==== TEXT FOR ANALYSIS

Become A Member Shop Login

Illustration by Eleanor Davis

Issue 84, Spring 2014

The Sound Before the Song

I received Flannery O’Connor’s Prayer Journal while in residence at the Sewanee Summer Writers’ Conference. I carried the galley around with me for a week. Dorm to lectures to lunch to workshops to readings, the book always in my backpack. I’d take it out multiple times a day, turn it over in my hands, read the press materials—then put it back. Flannery O’Connor’s prayers. Flannery O’Connor’s prayers. In her handwriting. To peer over her shoulder and read what she’d written to God, and God alone?

It felt voyeuristic, uncouth. Sacrilegious, even. O’Connor’s fiction, letters, and especially her essays were of tremendous importance to me as both artist and believer. Would reading her intimate communication with God alter my perception of the feisty, guns-blazing Flannery I’d long admired and, in many ways, needed?

Surely this was holy ground. I felt I should at least remove some figurative sandals.

On the last day of the conference, a man in my workshop who’d read my stories handed me a leaf. It was obviously from an oak, but the shape was unusual: cruciform, with a scalloped outline—a wobbly green snow angel, veined and translucent.

It’s from the post oak near the chapel, he said. They’re planted all over campus. Well, all over the South in general, usually in cemeteries. Given the religion in your work, I thought you’d appreciate it.

I thanked him and placed the leaf inside the Prayer Journal. A month later, when I decided I really did need to start reading, the galley fell open to the leaf: page 74, a three-sentence entry dated January 2, 1947:

No one can be an atheist who does not know all things. Only God is an atheist. The devil is the greatest believer & he has his reasons.

O’Connor’s neat script, a facsimile of the original Sterling notebook pages; the post oak leaf, now dulled to olive and folded along one side. I pictured thousands of cross-shaped leaves shivering above graveyards around the South; Mr. Shiftlet in “The Life You Save May Be Your Own” standing in front of the Lucynell Craters and raising his arms, one long and one short, his body forming a crooked cross against the sunset. It was all here, tucked between pages 74 and 75: God, devil, believer, atheist, crucifix, graveyard. The gothic and grotesque. The South.

Flannery would love this, I thought. And finally I started reading.

 

The fact that I received the prayer journal at Sewanee is eerily fitting. It opens in January 1946, the month O’Connor returned to Iowa after the holidays to learn the Sewanee Review had rejected two of her stories. O’Connor held Sewanee in the highest regard. In a 1954 letter to Ben Griffith, she called it one of the only “conscious” universities in the South, along with Washington & Lee and Vanderbilt. It’s speculation—the journal’s first pages have been lost so we can’t be sure of the dates—but perhaps the Sewanee Review rejection engendered the journal’s opening fragment: “. . . effort at artistry in this rather than thinking of You and feeling inspired with the love I wish I had.” You don’t need the rest of the sentence to understand the conflict—attention to craft versus inspiration from God—or the underlying question it implies: What is the source of inspiration? Love for God, or love for art? Are they different things? If so, are they mutually exclusive?

========
==== RECORD SET

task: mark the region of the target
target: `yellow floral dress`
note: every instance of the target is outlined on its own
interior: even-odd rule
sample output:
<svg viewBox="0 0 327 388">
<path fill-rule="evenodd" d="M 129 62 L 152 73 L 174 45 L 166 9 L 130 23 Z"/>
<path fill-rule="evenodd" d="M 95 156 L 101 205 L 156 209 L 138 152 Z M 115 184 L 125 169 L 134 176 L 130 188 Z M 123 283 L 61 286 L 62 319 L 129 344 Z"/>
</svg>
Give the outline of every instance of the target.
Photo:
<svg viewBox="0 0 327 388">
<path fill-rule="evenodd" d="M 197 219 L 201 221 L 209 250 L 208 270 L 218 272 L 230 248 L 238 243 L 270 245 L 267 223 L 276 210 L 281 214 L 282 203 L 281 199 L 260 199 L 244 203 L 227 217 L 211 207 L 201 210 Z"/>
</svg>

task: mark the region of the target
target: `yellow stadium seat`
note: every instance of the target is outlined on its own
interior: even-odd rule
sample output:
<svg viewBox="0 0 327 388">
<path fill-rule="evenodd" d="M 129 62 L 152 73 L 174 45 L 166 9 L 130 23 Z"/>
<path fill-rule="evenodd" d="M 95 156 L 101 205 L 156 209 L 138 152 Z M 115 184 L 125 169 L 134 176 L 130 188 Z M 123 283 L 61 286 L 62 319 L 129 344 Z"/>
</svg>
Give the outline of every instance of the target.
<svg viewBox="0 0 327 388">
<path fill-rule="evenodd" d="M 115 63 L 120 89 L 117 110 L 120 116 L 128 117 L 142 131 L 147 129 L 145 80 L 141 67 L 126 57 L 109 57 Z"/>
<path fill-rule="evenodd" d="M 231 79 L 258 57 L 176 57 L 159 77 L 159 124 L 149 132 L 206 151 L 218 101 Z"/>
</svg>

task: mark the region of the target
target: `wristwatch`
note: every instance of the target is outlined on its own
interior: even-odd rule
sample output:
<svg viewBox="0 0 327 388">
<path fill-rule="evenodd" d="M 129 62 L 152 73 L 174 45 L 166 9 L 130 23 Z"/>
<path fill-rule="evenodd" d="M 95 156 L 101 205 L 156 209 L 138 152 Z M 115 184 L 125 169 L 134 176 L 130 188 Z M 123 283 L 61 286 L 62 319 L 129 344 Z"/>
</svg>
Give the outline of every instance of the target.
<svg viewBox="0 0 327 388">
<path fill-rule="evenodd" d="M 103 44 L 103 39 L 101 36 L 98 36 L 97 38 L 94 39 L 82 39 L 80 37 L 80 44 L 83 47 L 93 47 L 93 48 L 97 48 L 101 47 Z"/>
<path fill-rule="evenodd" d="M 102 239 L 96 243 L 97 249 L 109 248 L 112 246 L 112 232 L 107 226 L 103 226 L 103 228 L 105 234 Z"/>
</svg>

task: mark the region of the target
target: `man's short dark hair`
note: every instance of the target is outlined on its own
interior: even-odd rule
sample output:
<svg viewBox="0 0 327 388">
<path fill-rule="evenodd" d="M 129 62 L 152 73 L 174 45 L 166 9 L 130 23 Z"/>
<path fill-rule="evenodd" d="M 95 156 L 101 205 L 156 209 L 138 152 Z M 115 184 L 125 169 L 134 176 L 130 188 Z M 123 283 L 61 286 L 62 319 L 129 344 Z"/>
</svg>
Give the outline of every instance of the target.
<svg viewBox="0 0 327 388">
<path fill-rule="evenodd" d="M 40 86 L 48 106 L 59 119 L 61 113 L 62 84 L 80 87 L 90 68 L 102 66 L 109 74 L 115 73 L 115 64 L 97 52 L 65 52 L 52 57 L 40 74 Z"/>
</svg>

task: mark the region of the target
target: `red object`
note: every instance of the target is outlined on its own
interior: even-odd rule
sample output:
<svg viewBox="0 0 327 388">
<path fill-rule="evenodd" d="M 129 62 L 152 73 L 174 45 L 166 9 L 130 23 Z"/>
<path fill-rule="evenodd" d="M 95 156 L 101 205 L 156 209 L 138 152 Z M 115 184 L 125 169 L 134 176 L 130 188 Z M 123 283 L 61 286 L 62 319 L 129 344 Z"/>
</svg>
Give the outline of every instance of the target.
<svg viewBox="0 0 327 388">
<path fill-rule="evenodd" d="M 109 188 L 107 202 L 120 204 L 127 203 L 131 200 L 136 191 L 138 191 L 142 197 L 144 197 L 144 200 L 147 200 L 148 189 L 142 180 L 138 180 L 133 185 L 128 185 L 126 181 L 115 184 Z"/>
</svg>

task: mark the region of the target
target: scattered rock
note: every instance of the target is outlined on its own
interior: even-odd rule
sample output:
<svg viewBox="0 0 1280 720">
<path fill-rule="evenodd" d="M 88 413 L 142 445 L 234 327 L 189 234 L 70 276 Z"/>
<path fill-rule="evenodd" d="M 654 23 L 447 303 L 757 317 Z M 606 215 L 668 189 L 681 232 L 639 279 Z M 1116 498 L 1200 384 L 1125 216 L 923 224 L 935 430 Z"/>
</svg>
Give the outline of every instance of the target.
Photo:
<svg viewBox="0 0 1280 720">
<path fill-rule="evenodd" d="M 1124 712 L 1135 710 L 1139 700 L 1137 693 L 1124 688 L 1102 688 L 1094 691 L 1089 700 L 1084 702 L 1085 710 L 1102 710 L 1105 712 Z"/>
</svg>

========

WHAT TO WORK ON:
1 - In two sentences, sum up the essay about Flannery O'Connor's prayer journal.
2 - In the essay about Flannery O'Connor's prayer journal, where did the leaf the workshop member handed over come from?
3 - Carry on writing the essay about Flannery O'Connor's prayer journal, picking up right after its last sentence.

RESPONSES TO THE TASKS:
1 - The writer received a galley of Flannery O'Connor's Prayer Journal at the Sewanee Summer Writers' Conference and carried it around unread for a time, feeling that reading her private prayers was intrusive. When the writer finally began, the book fell open to a cross-shaped post oak leaf from a workshop member, marking an entry about atheism and the devil, and the journal itself opens in January 1946, the month O'Connor learned that the Sewanee Review had rejected two of her stories.

2 - It came from the post oak near the chapel.

3 -
The prayer continues: “I want very much to succeed in the world with what I want to do . . . I have not asked You, I feel, in the right way. Let me henceforth ask You with resignation.” Again, it’s easy to imagine O’Connor, the young Catholic, sitting in her dorm room, rejection letter in hand, confessing her “impure” motives in asking God to bless her work with success. If only I could ask rightly, maybe I’d get a story published. Note: she doesn’t say, I will no longer ask. She keeps asking. It seems her prayer is: “Make me a literary success; nevertheless not my will, but Thine, be done.” A Gethsemane moment, writ small.

The journal’s last entry is dated September 26, 1947, around the time the Sewanee Review bought “The Train,” which eventually became the first chapter in her novel Wise Blood. It wasn’t her only acceptance—by this time she’d placed stories in other magazines, including her first, “The Geranium,” in Accent—but it was an important one, coming from editor Andrew Lytle, who’d been impressed with O’Connor when he was a guest lecturer at Iowa, calling her “the only student there with exceptional talent.” A few months after the final entry Lytle would begin to oversee O’Connor’s work on the novel.

The prayers, then, are book-ended by the Sewanee Review—rejection, acceptance. The written supplication ceases when her opening prayer for success is “answered.” Ironically—perhaps inevitably—the journal doesn’t end on a note of thanksgiving, but one of disappointment:

My thoughts are so far away from God. He might as well not have made me. And the feeling I egg up writing here lasts approximately a half hour and seems a sham . . . Today I have proved myself a glutton—for Scotch oatmeal cookies and erotic thought. There is nothing left to say of me.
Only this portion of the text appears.